- _Textauszug_:
- - - - - - -
Hiernach folgt, wie bereits erwähnt, der wohl wichtigste Teil eines jeden Rollenspielgrundregelwerks – das Regelsystem, welches in den darauf folgenden Kapiteln zum Kampfsystem, Tugenden, Gaben und Zaubern umfangreich abgebildet wird. Im Großen und Ganzen gibt es hier nicht wirklich viel Neues für erfahrene Rollenspieler. Hauptattribute wie Stärke, Gewandtheit, Charisma und Intelligenz (insgesamt gibt es 9 Attribute) sind so oder in ähnlicher Form sicherlich in den meisten Rollenspielen vorhanden. Im Vergleich zu vielen anderen Systemen fällt allerdings der recht geringe Umfang der eigentlichen Kampfregeln auf, die mit 27 der insgesamt 400 Seiten durchaus knapp bemessen sind (bei DSA sind es knapp 40 von 300 Seiten, bei anderen Systemen deutlich mehr). Dies lässt meiner Meinung nach durchaus Rückschlüsse darauf zu, dass es sich bei Narnia eindeutig nicht um ein besonders kampflastiges System handelt, was auch dem Geist der Buchvorlage entspricht. Nichtsdestotrotz scheinen die Kampfregeln nicht zu kurz sondern sogar recht gut durchdacht und machen einen gut spielbaren Eindruck. Überhaupt sind die Regeln allesamt relativ einfach gehalten und auch für Einsteiger gut zu verstehen. Gerade die Abschnitte zu Tugenden, Gaben und Zaubern erreichen meines Erachtens sehr gut das Ziel der Autoren, das besondere Narnia-Flair in ein Rollenspielregelwerk zu transportieren. Hier haben es die Autoren beispielsweise nicht nur geschafft, die von Lewis in den Büchern erwähnten Formen der Magie umzusetzen, sondern gleich auch noch eine ganze Reihe neuer, aber trotzdem sehr stimmiger Zaubersprüche ins Spiel zu integrieren, so dass auch wirklich für jeden Geschmack bzw. jede Gelegenheit der richtige Zauber dabei ist.
- - - - - - -
- _Aufgabe A_:
Fasse den Absatz aus dem Textauszug, der mit „Hiernach folgt“ beginnt, kürzer zusammen. Die wichtigsten Fakten sollen erhalten bleiben.
- - - - - - -
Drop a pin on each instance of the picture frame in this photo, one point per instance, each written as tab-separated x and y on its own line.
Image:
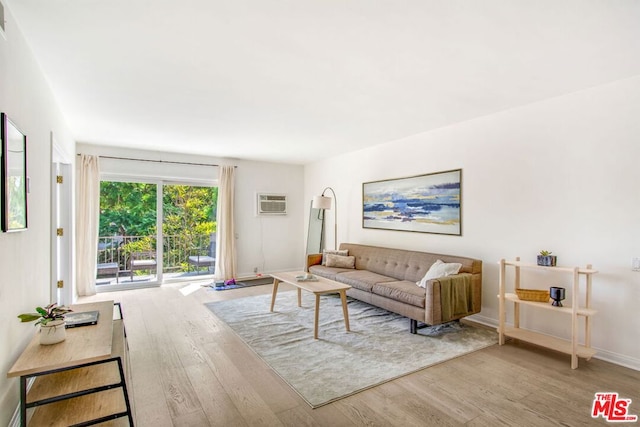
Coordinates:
429	203
14	176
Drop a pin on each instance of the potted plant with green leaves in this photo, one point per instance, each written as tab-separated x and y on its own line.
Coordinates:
51	321
546	259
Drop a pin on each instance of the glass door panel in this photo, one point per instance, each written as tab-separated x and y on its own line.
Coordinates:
189	240
127	234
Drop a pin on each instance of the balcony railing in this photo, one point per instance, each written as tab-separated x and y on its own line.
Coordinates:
176	249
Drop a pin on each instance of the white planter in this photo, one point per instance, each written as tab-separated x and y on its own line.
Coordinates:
53	332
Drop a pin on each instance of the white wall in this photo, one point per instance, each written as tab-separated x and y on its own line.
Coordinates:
560	175
263	242
24	256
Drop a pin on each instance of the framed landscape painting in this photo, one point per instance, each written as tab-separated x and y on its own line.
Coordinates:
430	203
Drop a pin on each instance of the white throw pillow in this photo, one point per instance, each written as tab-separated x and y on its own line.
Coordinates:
325	252
439	269
341	261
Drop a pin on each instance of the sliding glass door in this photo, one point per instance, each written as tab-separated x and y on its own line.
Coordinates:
189	227
135	216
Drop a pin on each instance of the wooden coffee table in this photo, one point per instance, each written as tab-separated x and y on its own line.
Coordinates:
321	287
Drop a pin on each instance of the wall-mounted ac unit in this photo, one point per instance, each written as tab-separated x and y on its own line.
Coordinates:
272	204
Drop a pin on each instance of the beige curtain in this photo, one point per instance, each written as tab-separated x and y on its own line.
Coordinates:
87	224
226	242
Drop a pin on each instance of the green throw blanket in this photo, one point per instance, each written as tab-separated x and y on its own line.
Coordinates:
455	296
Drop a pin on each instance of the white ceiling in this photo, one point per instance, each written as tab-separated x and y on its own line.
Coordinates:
297	80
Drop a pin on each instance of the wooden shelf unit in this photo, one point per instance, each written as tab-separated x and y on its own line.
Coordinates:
81	381
574	311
- - - - - - -
- _Aufgabe B_:
Schreibe die Einträge als CSV mit zwei Spalten um, beginnend mit der Zeile, die „Drop a pin on each instance of the white ceiling“ enthält, und endend mit dem Schluss der Einträge. Jeder Eintrag bekommt eine Zeile mit der Spalte eingabe für seinen Text und der Spalte ausgabe für die zugehörige Antwort, jedes Feld in Anführungszeichen und Zeilenumbrüche durch Leerzeichen ersetzt.

- _Antwort A_:
Das Regelsystem ist der wichtigste Teil des Grundregelwerks. In den folgenden Kapiteln wird es zu Kampf, Tugenden, Gaben und Zaubern ausführlich dargestellt. Für erfahrene Rollenspieler bietet es wenig Neues. Die 9 Attribute, etwa Stärke, Gewandtheit, Charisma und Intelligenz, kennt man aus den meisten Rollenspielen. Auffällig knapp sind die Kampfregeln mit 27 von 400 Seiten, während es bei DSA knapp 40 von 300 Seiten sind. Für den Verfasser zeigt das, dass Narnia kein kampflastiges System ist, was zur Buchvorlage passt. Trotzdem wirken die Kampfregeln gut durchdacht und gut spielbar. Insgesamt sind die Regeln einfach und auch für Einsteiger verständlich. Die Abschnitte zu Tugenden, Gaben und Zaubern fangen das Narnia-Flair gut ein. Die Autoren haben die bei Lewis erwähnten Formen der Magie umgesetzt und viele neue, stimmige Zaubersprüche ergänzt, sodass für jeden Geschmack und jede Gelegenheit etwas dabei ist.

- _Antwort B_:
eingabe,ausgabe
"Drop a pin on each instance of the white ceiling in this photo, one point per instance, each written as tab-separated x and y on its own line. Coordinates:","297	80"
"Drop a pin on each instance of the wooden shelf unit in this photo, one point per instance, each written as tab-separated x and y on its own line. Coordinates:","81	381 574	311"